▶ Page extract
--

Posted on 12/23/2005 2:41:55 PM PST by wjersey

In search of a terrorist nuclear bomb, the federal government since 9/11 has run a far-reaching, top secret program to monitor radiation levels at over a hundred Muslim sites in the Washington, D.C., area, including mosques, homes, businesses, and warehouses, plus similar sites in at least five other cities, U.S. News has learned. In numerous cases, the monitoring required investigators to go on to the property under surveillance, although no search warrants or court orders were ever obtained, according to those with knowledge of the program. Some participants were threatened with loss of their jobs when they questioned the legality of the operation, according to these accounts.

Federal officials familiar with the program maintain that warrants are unneeded for the kind of radiation sampling the operation entails, but some legal scholars disagree. News of the program comes in the wake of revelations last week that, after 9/11, the Bush White House approved electronic surveillance of U.S. targets by the National Security Agency without court orders. These and other developments suggest that the federal government's domestic spying programs since 9/11 have been far broader than previously thought.

The nuclear surveillance program began in early 2002 and has been run by the FBI and the Department of Energy's Nuclear Emergency Support Team (NEST). Two individuals, who declined to be named because the program is highly classified, spoke to U.S. News because of their concerns about the legality of the program. At its peak, they say, the effort involved three vehicles in Washington, D.C., monitoring 120 sites per day, nearly all of them Muslim targets drawn up by the FBI. For some ten months, officials conducted daily monitoring, and they have resumed daily checks during periods of high threat. The program has also operated in at least five other cities when threat levels there have risen: Chicago, Detroit, Las Vegas, New York, and Seattle.

FBI officials expressed concern that discussion of the program would expose sensitive methods used in counterterrorism. Although NEST staffers have demonstrated their techniques on national television as recently as October, U.S. News has omitted details of how the monitoring is conducted. Officials from four different agencies declined to respond on the record about the classified program: the FBI, Energy Department, Justice Department, and National Security Council. "We don't ever comment on deployments," said Bryan Wilkes, a spokesman for DOE's National Nuclear Security Administration, which manages NEST.

--

▶ Provided records
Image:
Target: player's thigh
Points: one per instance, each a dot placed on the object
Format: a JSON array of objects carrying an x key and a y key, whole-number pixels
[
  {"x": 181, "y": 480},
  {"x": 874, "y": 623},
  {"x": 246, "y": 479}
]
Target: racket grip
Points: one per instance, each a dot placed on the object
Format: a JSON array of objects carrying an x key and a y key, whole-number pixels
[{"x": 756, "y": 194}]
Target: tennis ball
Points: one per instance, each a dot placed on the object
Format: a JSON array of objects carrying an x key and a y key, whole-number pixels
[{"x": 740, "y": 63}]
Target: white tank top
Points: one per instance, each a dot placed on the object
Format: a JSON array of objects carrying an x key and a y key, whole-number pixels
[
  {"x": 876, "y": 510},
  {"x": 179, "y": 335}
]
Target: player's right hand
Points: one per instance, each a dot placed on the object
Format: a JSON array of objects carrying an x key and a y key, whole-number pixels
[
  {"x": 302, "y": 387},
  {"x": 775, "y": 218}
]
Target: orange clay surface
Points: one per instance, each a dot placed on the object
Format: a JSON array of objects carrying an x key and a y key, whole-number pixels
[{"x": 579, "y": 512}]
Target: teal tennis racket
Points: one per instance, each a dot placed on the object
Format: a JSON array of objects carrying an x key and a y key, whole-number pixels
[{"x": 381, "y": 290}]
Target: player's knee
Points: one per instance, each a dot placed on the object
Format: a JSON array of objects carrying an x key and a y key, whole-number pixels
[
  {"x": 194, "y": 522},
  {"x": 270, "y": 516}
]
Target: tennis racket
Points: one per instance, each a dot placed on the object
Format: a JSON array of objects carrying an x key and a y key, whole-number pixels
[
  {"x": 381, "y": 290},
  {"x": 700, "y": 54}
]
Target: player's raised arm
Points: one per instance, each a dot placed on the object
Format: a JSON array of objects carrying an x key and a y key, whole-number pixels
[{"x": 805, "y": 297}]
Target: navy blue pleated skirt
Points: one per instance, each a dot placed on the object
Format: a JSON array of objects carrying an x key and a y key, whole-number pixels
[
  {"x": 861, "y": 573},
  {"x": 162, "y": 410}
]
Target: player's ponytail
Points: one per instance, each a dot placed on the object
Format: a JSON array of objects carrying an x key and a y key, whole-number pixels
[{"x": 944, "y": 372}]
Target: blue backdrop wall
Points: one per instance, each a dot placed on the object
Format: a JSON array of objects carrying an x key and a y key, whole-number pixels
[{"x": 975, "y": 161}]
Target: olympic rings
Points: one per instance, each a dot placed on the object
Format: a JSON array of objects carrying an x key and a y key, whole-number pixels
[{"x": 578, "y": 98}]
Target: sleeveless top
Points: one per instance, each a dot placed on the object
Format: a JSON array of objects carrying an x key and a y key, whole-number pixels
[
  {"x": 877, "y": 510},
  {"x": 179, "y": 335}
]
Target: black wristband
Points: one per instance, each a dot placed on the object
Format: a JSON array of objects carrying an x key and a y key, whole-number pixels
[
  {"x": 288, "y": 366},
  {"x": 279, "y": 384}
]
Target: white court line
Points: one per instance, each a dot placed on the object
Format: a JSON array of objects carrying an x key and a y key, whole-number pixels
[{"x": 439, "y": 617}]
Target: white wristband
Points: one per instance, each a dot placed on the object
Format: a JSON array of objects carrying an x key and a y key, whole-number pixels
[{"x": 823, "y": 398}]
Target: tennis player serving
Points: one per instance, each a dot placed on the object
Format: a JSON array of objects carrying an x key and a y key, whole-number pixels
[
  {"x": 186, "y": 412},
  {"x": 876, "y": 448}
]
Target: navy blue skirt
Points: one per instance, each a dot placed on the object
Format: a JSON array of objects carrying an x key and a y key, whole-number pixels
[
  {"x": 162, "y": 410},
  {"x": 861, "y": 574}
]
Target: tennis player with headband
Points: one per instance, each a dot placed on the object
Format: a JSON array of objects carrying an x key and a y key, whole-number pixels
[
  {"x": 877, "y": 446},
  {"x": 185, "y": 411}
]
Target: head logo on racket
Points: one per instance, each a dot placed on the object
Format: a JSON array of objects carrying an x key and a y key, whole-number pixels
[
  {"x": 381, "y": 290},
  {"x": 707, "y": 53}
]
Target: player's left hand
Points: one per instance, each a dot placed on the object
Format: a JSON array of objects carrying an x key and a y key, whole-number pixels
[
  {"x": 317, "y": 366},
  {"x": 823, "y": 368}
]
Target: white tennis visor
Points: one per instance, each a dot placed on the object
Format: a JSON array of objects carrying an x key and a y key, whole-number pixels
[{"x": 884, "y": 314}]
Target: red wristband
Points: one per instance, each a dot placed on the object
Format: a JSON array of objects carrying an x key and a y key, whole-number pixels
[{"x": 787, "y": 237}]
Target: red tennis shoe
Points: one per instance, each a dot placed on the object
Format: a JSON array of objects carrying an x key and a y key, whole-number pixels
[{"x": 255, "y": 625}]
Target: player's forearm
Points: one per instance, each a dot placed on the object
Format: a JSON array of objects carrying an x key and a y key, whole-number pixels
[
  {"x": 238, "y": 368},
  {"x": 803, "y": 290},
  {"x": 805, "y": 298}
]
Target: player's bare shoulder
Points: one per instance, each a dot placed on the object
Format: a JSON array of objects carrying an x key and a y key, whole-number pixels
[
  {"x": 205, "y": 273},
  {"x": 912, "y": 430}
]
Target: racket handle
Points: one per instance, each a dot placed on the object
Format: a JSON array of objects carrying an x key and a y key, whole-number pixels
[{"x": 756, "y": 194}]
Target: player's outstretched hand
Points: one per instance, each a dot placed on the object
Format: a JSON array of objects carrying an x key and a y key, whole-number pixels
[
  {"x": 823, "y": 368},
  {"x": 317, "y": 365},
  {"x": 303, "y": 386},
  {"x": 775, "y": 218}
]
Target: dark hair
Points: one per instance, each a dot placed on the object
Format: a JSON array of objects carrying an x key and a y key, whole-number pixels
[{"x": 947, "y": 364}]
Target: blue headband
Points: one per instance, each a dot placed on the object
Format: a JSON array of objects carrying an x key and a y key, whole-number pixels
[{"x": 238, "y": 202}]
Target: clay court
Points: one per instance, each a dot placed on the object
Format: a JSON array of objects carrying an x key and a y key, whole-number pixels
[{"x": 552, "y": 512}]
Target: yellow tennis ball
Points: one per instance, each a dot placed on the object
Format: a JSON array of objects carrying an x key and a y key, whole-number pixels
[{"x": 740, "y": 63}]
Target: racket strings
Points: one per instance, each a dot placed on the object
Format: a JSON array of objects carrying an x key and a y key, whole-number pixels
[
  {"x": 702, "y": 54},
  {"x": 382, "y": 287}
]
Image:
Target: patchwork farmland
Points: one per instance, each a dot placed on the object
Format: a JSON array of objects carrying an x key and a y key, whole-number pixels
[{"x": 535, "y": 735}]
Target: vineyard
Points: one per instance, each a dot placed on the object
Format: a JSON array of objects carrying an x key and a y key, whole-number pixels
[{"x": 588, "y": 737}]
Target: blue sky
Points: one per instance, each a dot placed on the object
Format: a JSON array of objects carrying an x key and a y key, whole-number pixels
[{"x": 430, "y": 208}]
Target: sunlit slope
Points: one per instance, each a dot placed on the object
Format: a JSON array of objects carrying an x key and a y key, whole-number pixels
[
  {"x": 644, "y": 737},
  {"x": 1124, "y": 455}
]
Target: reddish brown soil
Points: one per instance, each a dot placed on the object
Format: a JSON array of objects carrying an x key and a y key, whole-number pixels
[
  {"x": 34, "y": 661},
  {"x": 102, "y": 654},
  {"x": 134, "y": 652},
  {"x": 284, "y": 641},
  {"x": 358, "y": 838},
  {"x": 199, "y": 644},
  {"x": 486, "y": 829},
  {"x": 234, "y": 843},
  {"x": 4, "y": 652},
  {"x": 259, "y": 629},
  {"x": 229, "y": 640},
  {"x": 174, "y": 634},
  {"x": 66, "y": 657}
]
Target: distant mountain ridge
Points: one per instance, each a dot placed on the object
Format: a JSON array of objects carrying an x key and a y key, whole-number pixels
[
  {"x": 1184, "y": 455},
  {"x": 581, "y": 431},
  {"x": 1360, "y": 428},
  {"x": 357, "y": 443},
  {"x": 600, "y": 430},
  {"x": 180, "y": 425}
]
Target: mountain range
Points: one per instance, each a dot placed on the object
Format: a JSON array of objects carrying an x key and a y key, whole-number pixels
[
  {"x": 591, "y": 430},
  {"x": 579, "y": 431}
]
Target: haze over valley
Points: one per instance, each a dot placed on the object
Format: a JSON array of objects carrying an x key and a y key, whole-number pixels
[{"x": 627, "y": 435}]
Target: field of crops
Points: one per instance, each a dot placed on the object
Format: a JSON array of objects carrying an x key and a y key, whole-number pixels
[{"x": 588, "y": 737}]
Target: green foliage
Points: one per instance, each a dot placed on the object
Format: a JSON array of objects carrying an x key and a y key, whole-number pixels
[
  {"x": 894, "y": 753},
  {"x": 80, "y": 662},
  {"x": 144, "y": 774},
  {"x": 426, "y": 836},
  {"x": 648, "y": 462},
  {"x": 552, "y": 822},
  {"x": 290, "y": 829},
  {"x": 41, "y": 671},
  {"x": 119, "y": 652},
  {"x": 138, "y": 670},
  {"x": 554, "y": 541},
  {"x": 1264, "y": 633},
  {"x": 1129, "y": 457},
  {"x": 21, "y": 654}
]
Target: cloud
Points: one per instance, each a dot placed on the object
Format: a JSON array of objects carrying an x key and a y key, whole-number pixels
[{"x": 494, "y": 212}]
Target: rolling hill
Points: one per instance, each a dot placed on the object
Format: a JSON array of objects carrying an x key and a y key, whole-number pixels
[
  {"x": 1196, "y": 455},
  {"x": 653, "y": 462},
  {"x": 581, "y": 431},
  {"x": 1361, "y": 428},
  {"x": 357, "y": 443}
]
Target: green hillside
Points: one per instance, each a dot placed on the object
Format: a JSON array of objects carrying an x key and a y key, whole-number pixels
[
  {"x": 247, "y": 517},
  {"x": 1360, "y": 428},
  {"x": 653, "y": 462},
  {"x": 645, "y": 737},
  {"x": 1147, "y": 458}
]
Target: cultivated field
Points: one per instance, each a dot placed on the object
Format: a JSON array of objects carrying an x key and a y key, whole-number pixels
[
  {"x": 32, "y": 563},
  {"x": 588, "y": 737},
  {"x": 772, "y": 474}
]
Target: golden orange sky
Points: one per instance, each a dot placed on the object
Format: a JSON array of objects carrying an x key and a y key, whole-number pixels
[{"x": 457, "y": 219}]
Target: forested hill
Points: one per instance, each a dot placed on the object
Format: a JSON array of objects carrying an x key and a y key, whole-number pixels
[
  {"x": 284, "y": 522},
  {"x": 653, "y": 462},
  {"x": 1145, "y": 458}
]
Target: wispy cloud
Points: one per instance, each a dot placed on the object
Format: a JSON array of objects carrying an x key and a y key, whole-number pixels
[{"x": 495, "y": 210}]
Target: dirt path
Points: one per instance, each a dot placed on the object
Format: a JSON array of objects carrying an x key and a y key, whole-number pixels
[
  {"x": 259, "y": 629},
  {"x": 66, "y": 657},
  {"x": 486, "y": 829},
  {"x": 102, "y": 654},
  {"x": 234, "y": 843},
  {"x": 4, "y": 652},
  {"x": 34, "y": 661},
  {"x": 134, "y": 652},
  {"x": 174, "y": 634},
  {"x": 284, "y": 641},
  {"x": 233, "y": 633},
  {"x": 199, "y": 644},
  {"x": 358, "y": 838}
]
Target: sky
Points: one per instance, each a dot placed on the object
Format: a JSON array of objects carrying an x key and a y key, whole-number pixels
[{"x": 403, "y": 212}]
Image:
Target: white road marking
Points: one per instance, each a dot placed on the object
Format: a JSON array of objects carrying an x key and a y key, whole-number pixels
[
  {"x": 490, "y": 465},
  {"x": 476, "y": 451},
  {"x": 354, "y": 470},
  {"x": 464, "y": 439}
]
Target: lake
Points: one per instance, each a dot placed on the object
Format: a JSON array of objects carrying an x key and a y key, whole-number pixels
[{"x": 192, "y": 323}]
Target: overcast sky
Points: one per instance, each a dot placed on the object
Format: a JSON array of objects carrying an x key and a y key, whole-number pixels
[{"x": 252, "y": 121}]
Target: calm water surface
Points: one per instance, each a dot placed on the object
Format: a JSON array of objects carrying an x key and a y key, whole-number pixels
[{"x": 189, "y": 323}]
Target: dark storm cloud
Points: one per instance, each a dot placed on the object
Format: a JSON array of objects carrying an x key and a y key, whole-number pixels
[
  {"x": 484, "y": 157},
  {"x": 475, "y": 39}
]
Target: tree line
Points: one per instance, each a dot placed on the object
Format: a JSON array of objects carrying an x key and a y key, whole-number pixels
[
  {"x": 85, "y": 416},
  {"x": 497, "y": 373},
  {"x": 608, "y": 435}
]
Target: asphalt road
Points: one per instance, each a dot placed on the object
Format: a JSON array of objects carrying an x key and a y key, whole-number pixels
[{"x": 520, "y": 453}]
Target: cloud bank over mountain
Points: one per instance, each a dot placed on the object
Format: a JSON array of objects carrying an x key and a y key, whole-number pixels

--

▶ Required task 1
Based on the radiation monitoring article, do the following statements agree with it? For each, answer yes or no and quote the deciding words. (a) The program began in early 2002 and has been run by the FBI and the Department of Energy's Nuclear Emergency Support Team. (b) Investigators obtained search warrants before going onto the properties under surveillance. (c) Boston was one of the other cities where the program operated.
▶ Required task 2
Extend the radiation monitoring article past its final sentence, keeping its reporting style.
The data is not required.

▶ Written answer 1
(a) Yes: "The nuclear surveillance program began in early 2002 and has been run by the FBI and the Department of Energy's Nuclear Emergency Support Team (NEST)."
(b) No: "although no search warrants or court orders were ever obtained"
(c) No: "Chicago, Detroit, Las Vegas, New York, and Seattle."

▶ Written answer 2
In Washington, the sites monitored have included prominent mosques and office buildings in suburban Maryland and Virginia. One source close to the program said that participants "were tasked on a daily and nightly basis," and that FBI and Energy Department officials held regular meetings to update the monitoring list. "The targets were almost all U.S. citizens," says the source. "A lot of us thought it was questionable, but people who complained nearly lost their jobs. We were told it was perfectly legal."

The question of search warrants is controversial, however. To ensure accurate readings, in up to 15 percent of the cases the monitoring needed to take place on private property, sources say, such as on mosque parking lots and private driveways. Government officials familiar with the program insist it is legal; warrants are unneeded for monitoring from public property, they say, as well as from publicly accessible driveways and parking lots. "If a delivery man can access it, so can we," says one.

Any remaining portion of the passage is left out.